• [Trecho da página]
━━━━━━━━━━━━━━━━━━━━━━━━━━━━━━

O Superior Tribunal de Justiça informou nesta sexta-feira (6/11) que o backup dos sistemas de tecnologia da corte está "100% íntegro, bem como os dados dos cerca de 255 mil processos que tramitam". O tribunal foi alvo de hackers na terça (3) e desde então paralisou suas atividades. Os ministros e servidores não conseguem acessar seus próprios arquivos e e-mails.

STJ
STJCorte está fora do ar e com prazos suspensos 

Em nota, o presidente do tribunal, ministro Humberto Martins, assegurou que o sistema estará disponível no dia 9 de novembro, conforme o previsto. O sistema reúne as principais funcionalidades do processo eletrônico e dos julgamentos colegiados.

A situação é considerada grave entre os ministros. Alguns demonstraram preocupação com uma mudança feita no sistema da corte no ano passado, que poderia ter aberto vulnerabilidades do site. 

Um ministro da corte ouvido pela ConJur contou que o hacker não teve acesso aos arquivos e processos que estão guardados em nuvem. Com isso, o hacker conseguiu bloquear e criptografar apenas os dados que estão guardados nos computadores. Informações preliminares indicam que o ataque foi localizado de uma empresa particular estrangeira e estava sendo programado havia três meses.

Até agora, não está clara a dimensão do que foi atacado, se houve cópia dos dados e, consequentemente, do que poderá ser restaurado. Circula ainda a informação de que houve pedido de resgate dos dados, mas não há informação oficial da presidência sobre o tema. 

A Polícia Federal e o setor de informática do STJ analisam a extensão do ataque e de que forma poderão contornar o problema. O Comando de Defesa Cibernética do Exército também colabora.

━━━━━━━━━━━━━━━━━━━━━━━━━━━━━━

• [Itens fornecidos]
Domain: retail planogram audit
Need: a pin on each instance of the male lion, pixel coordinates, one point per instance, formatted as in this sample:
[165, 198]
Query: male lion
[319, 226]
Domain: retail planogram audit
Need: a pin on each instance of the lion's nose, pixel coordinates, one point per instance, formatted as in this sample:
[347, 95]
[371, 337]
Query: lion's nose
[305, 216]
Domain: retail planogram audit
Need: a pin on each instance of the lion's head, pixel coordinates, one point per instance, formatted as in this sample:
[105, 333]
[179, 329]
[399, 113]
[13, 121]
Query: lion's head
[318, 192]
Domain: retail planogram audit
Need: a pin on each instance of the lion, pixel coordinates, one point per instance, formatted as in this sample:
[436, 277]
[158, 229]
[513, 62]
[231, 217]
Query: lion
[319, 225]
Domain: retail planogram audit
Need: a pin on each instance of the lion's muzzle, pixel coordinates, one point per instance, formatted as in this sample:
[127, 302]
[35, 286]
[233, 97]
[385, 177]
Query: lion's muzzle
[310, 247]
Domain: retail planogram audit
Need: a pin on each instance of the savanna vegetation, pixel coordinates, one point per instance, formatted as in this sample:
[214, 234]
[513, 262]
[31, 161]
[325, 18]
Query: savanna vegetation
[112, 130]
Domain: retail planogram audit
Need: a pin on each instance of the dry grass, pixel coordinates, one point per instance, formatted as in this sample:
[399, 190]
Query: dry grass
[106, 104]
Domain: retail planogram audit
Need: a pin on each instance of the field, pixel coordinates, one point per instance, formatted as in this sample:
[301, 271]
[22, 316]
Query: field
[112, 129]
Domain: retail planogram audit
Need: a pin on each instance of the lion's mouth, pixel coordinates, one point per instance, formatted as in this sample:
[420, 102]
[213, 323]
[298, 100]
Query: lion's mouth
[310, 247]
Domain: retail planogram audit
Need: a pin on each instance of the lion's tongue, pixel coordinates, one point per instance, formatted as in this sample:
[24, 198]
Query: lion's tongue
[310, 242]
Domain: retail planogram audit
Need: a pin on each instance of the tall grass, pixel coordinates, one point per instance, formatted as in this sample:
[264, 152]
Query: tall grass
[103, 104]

━━━━━━━━━━━━━━━━━━━━━━━━━━━━━━

• [Tarefa obrigatória]
Copie literalmente a passagem do trecho da página sobre o ataque hacker ao STJ que vai de "A situação é" até "vulnerabilidades do site.", incluindo essas palavras.

• [Resposta do exercício]
A situação é considerada grave entre os ministros. Alguns demonstraram preocupação com uma mudança feita no sistema da corte no ano passado, que poderia ter aberto vulnerabilidades do site.